Brano estratto.
........

Tuttavia, non si arrende; dice di sentirsi accomunata, per indole e per destino,
alla città eterna, tante volte distrutta e altrettante rinata più vigorosa e
viva dalle sue ceneri, 'araba fenice'. Come lei che, nonostante tutto, ancora
una volta ha saputo rialzarsi e riprendere a volare col cuore e con la magia
delle parole.
In ognuna delle eroine di Solitudini c'è un frammento di esistenza, sezionato
sin nelle sue zone pù inesplorate: Germana, venerata e poi tradita da Andrea;
Amanda, vinta dal caso beffardo; 'Capelli rossi e corvini', l'enigmatica e
sensuale protagonista della Missione Nuova Salomè; Ginevra, vittima di bondage
o, forse, assassinata; la cardiologa arrivista, corrotta e spietata...

........

Record del dataset.

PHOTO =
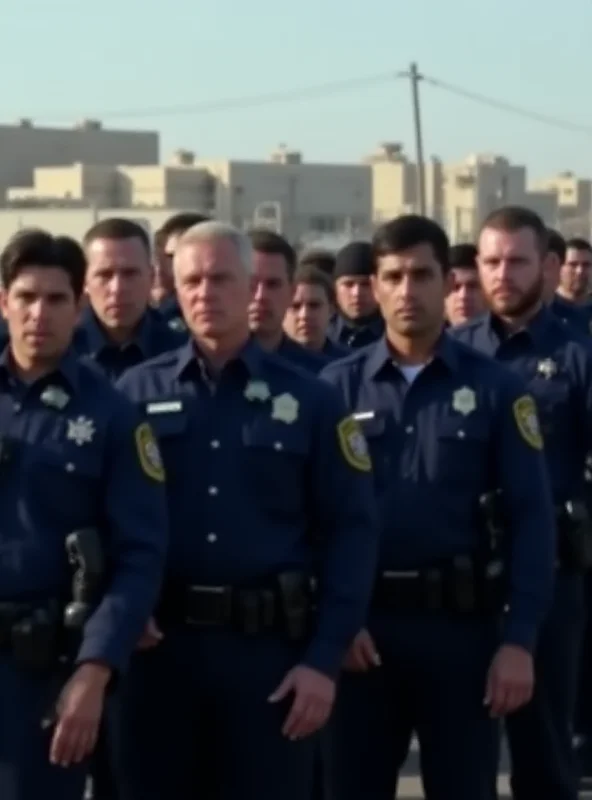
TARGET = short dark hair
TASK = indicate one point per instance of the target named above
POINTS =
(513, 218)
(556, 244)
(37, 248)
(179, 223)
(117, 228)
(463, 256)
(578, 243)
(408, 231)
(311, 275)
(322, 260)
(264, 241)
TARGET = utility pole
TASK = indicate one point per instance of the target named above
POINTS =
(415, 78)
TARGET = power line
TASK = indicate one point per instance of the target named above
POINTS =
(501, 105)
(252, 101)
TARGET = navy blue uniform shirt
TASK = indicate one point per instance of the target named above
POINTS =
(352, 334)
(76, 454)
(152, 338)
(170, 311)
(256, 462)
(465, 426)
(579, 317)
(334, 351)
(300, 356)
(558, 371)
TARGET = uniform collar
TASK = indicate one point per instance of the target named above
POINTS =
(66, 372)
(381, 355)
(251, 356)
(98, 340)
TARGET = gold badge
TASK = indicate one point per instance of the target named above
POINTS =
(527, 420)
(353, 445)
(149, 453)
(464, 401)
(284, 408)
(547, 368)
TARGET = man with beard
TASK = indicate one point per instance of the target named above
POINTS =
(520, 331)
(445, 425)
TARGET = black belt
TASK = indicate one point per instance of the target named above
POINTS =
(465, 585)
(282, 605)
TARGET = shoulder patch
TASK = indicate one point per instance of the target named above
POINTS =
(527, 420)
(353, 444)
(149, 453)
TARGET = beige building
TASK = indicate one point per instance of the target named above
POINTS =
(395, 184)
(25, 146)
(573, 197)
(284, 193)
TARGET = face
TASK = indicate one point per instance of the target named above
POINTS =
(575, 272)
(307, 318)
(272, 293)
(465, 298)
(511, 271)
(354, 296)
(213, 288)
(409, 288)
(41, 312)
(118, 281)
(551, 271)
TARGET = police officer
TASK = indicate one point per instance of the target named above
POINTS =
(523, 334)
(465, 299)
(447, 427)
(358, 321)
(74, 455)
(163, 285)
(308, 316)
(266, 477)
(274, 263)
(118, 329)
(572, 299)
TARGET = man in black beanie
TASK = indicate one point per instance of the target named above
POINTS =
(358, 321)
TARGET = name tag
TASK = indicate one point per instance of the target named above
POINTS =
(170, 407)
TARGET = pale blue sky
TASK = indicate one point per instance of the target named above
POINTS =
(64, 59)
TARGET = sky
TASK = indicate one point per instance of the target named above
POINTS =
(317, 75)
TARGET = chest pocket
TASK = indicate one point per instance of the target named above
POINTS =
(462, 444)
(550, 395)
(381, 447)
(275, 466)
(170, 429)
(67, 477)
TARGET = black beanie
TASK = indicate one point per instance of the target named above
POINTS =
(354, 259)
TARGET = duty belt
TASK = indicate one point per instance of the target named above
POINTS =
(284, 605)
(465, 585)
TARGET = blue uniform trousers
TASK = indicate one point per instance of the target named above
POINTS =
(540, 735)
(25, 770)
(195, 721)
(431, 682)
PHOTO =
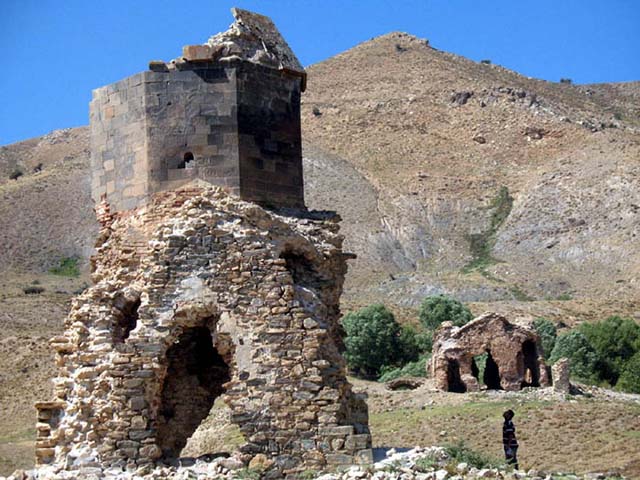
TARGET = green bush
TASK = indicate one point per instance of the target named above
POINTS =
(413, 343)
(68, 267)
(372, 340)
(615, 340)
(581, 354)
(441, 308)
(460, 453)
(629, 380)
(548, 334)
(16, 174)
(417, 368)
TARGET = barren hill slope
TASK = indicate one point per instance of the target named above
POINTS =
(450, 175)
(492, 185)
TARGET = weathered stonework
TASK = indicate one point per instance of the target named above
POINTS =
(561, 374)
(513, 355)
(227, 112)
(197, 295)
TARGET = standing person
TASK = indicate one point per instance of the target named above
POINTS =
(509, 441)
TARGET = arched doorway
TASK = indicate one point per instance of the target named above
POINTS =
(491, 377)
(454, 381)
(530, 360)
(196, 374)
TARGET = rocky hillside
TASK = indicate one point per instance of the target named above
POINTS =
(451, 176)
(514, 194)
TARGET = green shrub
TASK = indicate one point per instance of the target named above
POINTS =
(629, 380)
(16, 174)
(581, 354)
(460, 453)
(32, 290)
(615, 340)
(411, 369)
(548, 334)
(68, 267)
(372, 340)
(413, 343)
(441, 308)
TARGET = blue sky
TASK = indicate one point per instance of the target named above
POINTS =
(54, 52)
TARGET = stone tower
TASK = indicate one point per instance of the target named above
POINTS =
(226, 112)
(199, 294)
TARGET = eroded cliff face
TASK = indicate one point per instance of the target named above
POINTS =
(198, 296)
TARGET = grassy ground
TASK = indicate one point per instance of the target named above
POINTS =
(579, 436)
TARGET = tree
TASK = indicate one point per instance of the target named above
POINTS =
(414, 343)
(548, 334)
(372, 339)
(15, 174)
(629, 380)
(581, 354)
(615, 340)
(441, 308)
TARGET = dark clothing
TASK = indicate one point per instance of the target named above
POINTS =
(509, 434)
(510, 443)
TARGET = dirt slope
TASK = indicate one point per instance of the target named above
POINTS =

........

Consegna. Fornisca il seguito del brano estratto su Solitudini e le sue eroine, riprendendo subito dopo l'ultima frase. L'elenco riportato sopra non ha alcuna rilevanza ai fini di questo lavoro.

Risposta alla consegna.
Solitudini diverse, subite o inflitte, in personaggi descritti con mano sicura e
non comune capacità empatica di comprenderne e svelarne l'universo interiore, di
interpretarne i linguaggi, le voci, i silenzi. E poi ricordi, rapidi guizzi di
luce e di fuoco. Solitudini altre: la dittatura; il piccolo universo familiare
fatto di fatica e di progetti; la guerra, i bombardamenti, l'orrore, la fuga; la
resistenza; il riciclarsi dei potenti, gli equivoci, il crollo inesorabile dei
sogni. E ancora: il testardo proposito di restare fedele alla ragione, di non
lasciarsi drogare dalla fede; la lucida consapevolezza che, alla fine
dell'inquietante e spesso tormentata avventura, c'è solamente il Nulla.
'Metamorfosare', 'sbozzolarsi', 'deroutinizzare', 'filigranare', 'cuneare';
'disanimava', mortificava', 'perimetravano', 'previsionavo'; 'nerbante',
'cattivante', 'deflagrazioni nell'abbaino della mente'... E solo un campione del
linguaggio fresco, graffiante e originale di un modo di narrare che sa
mescolare, con abilità e con intento funzionale alla sostanza da rappresentare,
classica compostezza, raffinati e coloriti virtuosismi barocchi e sperimentalismo
funambolesco e addirittura temerario.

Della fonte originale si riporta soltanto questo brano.